Scan the records for "blonde". Show the matching lines.

▶ **Dataset entries**
▶
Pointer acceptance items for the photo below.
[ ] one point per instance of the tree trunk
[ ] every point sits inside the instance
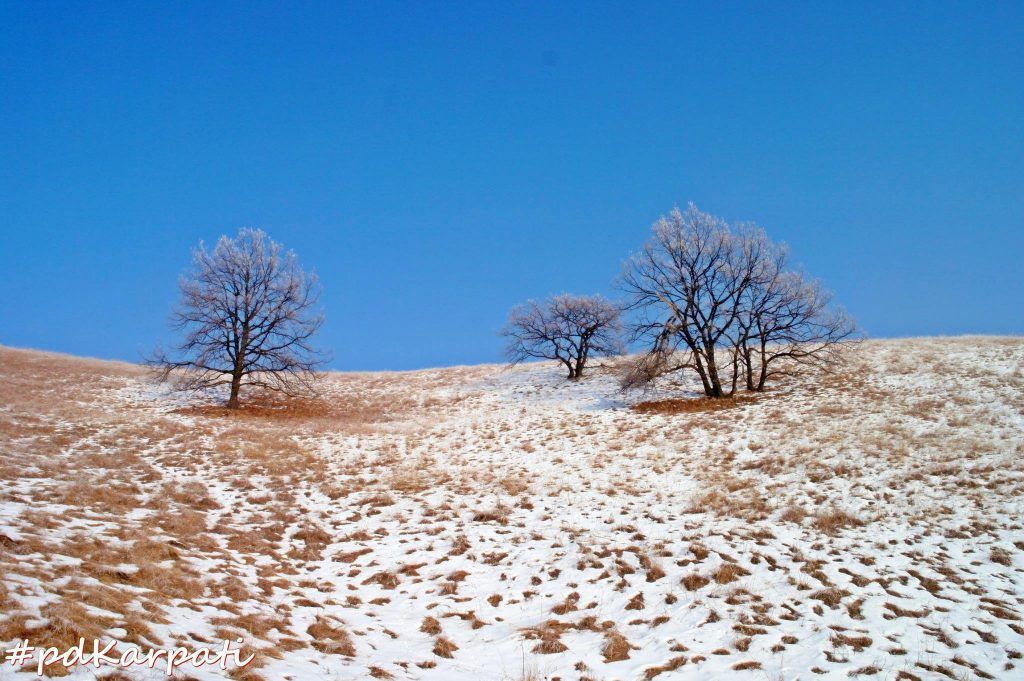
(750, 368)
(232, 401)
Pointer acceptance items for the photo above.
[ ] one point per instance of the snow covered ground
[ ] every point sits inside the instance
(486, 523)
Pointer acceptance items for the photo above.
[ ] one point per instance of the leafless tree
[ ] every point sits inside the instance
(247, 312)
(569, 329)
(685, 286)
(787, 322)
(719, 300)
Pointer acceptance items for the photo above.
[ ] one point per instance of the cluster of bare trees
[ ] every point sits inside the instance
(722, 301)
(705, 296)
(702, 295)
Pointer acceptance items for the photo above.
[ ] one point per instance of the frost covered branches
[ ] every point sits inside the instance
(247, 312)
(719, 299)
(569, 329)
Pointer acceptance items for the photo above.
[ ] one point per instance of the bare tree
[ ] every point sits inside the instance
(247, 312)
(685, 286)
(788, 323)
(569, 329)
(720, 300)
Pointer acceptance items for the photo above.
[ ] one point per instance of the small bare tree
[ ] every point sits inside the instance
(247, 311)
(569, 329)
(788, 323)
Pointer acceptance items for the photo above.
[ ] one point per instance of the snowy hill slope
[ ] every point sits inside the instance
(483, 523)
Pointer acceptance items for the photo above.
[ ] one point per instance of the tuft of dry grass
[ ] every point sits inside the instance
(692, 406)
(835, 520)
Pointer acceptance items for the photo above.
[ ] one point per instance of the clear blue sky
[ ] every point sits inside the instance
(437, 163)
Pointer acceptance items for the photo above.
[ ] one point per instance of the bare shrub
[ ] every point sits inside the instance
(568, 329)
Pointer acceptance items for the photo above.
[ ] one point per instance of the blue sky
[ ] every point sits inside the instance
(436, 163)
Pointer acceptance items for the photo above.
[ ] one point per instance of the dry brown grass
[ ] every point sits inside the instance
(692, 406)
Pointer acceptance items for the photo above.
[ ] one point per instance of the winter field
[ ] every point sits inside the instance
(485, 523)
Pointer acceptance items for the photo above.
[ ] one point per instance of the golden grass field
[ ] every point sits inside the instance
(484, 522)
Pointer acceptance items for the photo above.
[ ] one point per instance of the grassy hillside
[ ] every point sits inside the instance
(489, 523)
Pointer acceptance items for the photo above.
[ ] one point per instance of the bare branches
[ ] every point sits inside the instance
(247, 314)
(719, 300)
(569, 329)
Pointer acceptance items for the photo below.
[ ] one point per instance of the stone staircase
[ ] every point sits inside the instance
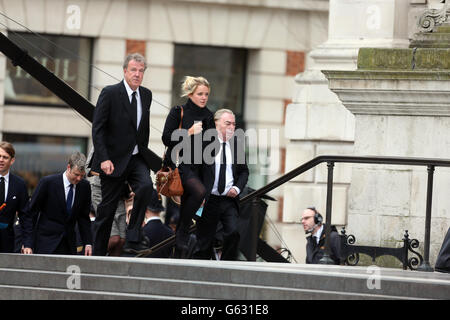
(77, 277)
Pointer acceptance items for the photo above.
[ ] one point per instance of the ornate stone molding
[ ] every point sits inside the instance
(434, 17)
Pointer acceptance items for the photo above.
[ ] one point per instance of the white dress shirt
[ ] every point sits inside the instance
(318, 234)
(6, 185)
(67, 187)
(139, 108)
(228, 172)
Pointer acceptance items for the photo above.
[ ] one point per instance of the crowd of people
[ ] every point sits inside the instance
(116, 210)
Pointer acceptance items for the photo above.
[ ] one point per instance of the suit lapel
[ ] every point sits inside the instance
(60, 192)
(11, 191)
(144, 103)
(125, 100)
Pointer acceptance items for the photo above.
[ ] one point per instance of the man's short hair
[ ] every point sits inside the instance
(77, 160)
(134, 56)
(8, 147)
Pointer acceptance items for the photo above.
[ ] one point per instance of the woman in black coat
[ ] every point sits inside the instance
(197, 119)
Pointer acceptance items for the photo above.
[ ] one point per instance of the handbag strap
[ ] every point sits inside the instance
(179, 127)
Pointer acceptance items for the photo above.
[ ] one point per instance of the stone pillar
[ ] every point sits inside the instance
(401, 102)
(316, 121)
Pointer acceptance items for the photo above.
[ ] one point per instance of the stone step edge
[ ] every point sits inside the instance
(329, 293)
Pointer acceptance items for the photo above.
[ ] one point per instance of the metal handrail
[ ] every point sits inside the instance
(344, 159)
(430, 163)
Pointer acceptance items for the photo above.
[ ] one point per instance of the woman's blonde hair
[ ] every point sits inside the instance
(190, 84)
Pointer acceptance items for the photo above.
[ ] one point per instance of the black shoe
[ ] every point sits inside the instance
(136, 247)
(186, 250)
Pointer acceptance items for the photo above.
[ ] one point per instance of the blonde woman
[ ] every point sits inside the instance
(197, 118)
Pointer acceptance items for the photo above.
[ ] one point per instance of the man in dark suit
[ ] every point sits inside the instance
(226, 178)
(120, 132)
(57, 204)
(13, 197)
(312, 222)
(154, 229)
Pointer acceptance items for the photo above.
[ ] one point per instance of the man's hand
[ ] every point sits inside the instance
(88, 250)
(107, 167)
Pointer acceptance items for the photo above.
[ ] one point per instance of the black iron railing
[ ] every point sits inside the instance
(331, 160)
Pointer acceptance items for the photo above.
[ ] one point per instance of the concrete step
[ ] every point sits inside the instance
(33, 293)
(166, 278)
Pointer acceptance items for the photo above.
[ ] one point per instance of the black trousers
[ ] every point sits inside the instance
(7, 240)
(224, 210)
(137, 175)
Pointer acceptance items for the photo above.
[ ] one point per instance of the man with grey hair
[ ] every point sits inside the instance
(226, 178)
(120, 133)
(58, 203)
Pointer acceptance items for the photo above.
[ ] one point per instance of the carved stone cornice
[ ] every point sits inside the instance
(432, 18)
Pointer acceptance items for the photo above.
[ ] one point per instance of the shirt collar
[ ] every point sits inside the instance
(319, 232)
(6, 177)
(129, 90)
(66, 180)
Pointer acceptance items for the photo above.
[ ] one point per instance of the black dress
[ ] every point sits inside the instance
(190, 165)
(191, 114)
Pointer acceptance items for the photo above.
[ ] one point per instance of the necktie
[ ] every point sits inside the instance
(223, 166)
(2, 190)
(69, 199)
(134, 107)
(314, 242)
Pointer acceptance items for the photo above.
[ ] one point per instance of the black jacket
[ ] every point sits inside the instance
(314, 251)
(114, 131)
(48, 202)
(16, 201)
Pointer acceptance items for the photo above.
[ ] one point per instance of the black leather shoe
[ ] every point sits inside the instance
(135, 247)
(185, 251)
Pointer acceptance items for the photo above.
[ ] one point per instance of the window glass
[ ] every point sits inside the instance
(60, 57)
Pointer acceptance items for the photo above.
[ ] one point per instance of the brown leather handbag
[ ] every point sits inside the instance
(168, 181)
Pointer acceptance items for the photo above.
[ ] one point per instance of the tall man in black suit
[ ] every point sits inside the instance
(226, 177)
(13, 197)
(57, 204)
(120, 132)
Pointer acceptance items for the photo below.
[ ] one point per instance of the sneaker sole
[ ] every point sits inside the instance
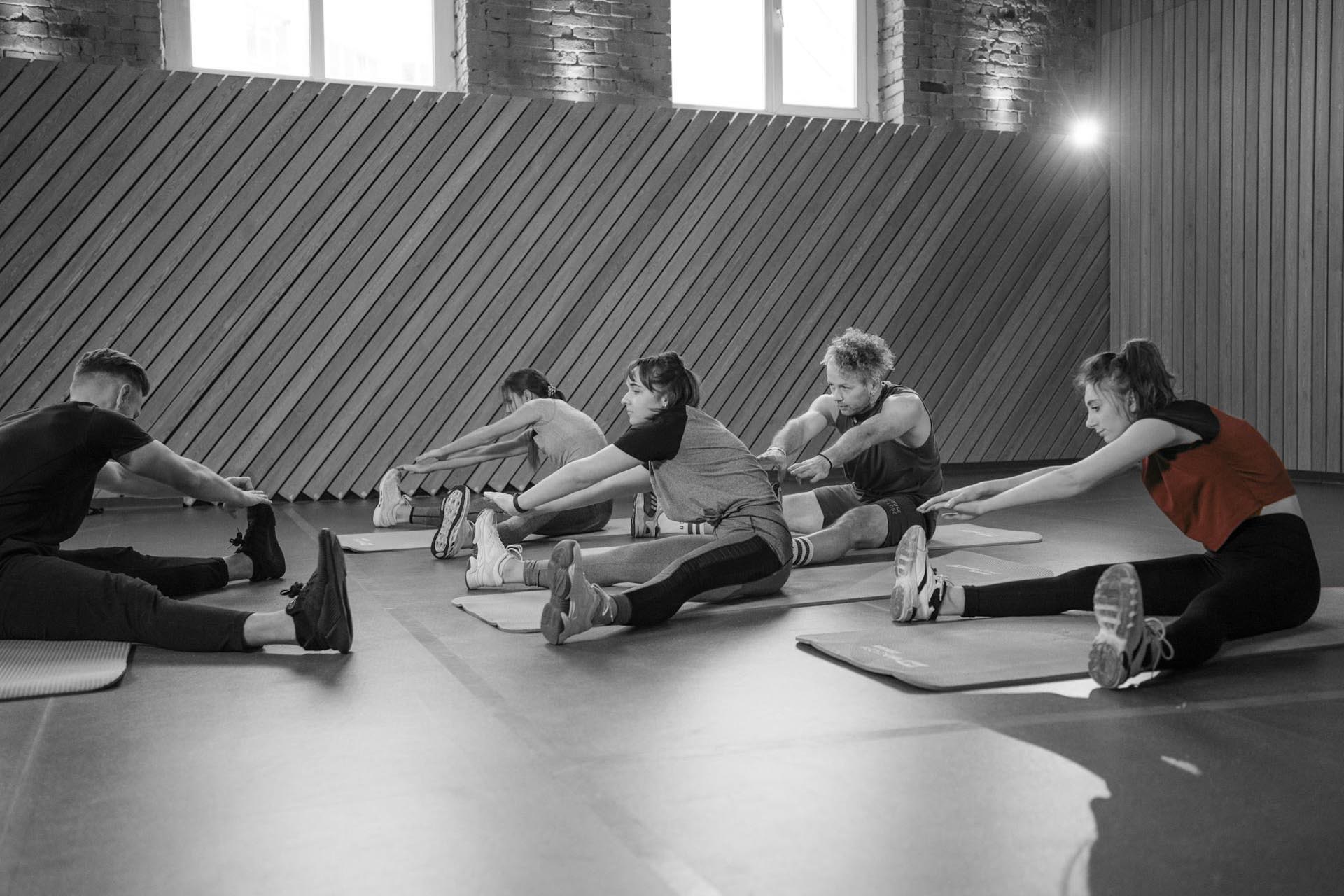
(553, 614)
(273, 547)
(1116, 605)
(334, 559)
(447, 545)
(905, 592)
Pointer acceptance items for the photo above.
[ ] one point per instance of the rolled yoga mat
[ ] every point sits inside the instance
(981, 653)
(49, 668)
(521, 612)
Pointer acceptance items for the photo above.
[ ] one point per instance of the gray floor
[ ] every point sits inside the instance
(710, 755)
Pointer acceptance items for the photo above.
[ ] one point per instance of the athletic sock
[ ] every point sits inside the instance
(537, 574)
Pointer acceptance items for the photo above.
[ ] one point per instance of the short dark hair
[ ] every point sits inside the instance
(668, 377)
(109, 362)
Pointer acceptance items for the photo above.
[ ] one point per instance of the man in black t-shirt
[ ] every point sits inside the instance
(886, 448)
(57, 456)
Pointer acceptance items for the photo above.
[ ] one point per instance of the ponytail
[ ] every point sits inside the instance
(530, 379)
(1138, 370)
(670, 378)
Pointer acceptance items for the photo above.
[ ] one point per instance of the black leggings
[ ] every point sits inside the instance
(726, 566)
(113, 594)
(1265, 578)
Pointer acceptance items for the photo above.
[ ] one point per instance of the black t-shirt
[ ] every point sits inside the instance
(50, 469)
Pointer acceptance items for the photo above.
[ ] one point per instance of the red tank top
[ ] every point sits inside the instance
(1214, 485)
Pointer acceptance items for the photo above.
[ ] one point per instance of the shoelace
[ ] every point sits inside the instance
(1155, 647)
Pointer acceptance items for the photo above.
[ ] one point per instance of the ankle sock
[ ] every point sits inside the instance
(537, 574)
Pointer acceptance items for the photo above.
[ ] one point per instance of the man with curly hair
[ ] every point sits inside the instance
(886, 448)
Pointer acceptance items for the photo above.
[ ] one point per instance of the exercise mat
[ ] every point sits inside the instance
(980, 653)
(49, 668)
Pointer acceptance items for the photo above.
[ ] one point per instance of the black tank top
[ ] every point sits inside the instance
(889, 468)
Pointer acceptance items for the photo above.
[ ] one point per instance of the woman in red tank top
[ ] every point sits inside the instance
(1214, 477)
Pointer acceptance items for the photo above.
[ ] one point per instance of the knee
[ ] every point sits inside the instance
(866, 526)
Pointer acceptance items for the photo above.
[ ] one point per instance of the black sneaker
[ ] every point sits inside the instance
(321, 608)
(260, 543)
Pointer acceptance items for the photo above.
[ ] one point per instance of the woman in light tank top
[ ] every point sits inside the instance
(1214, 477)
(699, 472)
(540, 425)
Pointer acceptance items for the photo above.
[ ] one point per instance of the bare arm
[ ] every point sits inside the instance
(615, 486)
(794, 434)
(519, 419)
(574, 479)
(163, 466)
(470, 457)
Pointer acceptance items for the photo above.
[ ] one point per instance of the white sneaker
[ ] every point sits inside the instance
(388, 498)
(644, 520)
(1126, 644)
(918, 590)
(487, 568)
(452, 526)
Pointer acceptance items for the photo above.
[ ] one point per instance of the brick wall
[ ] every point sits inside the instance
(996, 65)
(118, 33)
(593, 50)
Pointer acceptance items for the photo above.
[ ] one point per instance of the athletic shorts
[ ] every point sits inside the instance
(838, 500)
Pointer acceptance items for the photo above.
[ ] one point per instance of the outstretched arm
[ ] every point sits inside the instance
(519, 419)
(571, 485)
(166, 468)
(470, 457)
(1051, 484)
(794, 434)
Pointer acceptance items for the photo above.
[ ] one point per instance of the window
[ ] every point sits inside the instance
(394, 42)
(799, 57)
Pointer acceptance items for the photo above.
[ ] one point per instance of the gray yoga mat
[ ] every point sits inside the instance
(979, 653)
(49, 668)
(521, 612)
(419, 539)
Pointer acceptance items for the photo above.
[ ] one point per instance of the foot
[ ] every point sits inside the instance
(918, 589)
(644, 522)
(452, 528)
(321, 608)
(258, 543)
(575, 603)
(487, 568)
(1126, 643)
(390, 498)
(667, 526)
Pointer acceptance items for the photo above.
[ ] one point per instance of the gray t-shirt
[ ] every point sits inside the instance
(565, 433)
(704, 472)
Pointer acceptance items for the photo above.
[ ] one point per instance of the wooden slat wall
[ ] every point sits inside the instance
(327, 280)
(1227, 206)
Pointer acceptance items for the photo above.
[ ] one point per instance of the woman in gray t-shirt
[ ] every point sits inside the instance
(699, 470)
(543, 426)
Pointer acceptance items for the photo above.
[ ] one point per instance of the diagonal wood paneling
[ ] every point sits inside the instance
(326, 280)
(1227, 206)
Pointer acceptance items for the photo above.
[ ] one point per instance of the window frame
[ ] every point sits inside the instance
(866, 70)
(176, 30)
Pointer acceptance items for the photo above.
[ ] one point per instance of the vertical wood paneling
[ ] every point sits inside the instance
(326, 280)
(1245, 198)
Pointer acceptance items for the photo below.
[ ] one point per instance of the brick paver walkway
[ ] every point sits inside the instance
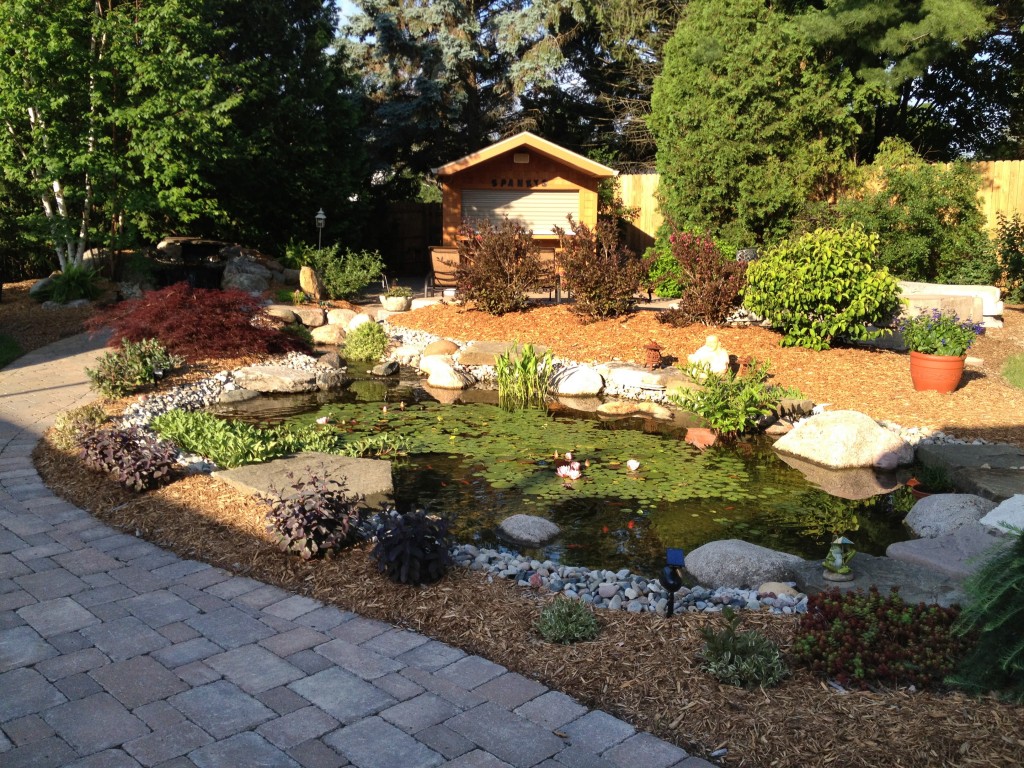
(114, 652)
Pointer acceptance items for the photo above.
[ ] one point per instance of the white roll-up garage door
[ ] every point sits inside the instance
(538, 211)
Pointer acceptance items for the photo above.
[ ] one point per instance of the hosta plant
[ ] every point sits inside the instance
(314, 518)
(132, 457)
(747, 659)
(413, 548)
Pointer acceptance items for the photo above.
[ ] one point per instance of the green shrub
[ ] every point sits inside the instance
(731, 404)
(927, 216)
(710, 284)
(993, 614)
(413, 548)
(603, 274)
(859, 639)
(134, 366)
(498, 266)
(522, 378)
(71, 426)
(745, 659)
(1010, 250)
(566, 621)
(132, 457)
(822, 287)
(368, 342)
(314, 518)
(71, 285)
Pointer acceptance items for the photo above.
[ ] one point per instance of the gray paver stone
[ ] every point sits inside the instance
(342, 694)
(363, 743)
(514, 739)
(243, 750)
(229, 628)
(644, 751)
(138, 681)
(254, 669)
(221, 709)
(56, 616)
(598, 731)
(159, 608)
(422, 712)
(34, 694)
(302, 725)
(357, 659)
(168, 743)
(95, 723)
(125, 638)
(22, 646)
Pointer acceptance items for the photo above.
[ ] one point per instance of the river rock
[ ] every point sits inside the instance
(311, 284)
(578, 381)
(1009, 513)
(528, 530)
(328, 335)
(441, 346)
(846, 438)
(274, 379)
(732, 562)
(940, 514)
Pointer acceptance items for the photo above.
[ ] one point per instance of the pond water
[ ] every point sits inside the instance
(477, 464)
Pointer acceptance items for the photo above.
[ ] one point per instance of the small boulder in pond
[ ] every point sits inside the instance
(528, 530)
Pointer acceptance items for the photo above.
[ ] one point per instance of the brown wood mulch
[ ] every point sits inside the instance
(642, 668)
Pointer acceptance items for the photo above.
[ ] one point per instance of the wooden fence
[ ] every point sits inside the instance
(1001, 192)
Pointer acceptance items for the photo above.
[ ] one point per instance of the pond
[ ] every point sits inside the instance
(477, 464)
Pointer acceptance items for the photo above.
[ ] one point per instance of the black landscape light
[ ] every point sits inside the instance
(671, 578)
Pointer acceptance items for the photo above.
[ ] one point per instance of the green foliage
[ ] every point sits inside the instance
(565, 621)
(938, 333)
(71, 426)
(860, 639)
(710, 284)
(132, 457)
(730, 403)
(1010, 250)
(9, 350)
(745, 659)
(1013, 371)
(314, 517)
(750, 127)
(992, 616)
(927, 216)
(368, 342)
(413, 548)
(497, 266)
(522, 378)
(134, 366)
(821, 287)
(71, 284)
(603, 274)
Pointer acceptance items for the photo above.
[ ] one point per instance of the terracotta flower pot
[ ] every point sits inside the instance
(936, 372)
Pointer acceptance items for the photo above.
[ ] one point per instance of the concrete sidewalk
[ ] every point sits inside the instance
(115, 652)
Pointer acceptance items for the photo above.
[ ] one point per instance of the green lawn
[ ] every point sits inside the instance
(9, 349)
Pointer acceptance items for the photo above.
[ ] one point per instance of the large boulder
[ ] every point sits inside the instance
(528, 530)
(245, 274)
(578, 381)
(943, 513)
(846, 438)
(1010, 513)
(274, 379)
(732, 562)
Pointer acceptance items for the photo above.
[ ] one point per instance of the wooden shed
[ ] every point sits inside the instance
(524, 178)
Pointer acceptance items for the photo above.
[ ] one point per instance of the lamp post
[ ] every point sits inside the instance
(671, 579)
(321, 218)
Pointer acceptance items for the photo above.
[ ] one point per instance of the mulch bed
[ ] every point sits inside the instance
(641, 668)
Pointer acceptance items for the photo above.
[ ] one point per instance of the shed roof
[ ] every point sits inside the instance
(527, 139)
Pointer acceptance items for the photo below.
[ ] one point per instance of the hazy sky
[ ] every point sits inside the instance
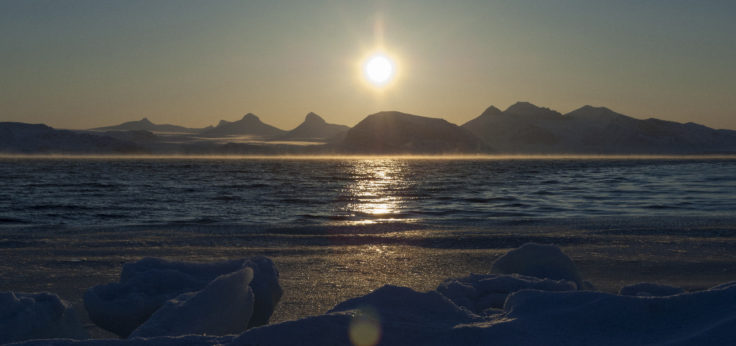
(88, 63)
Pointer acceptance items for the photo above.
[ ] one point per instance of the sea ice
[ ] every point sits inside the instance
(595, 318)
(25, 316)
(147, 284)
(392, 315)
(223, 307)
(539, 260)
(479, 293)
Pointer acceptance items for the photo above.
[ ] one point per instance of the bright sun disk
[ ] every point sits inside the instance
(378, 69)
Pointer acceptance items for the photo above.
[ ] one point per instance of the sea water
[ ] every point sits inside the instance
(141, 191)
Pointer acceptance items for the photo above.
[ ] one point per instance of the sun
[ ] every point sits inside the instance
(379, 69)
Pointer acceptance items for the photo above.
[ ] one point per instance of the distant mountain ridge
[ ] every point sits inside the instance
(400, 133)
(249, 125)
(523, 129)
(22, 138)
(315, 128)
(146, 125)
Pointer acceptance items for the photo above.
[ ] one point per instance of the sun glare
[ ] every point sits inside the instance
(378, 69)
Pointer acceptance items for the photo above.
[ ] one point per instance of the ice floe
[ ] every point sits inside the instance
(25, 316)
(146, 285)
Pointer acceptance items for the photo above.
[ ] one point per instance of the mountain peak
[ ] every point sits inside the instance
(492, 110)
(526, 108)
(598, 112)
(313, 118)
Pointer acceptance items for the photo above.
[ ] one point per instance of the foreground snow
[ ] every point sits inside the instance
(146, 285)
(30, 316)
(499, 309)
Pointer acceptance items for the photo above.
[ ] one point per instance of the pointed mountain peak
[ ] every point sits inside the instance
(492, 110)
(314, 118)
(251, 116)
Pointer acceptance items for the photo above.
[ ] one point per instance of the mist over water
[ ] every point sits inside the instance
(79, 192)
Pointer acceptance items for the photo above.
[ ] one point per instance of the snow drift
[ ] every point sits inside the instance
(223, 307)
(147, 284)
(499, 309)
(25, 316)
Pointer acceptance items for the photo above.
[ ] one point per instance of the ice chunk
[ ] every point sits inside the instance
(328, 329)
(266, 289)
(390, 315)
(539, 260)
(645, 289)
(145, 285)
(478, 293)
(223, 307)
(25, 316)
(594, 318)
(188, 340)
◀
▶ **Response**
[ ] one point per instance of the woman's blonde hair
[ ] one point per instance of the blonde woman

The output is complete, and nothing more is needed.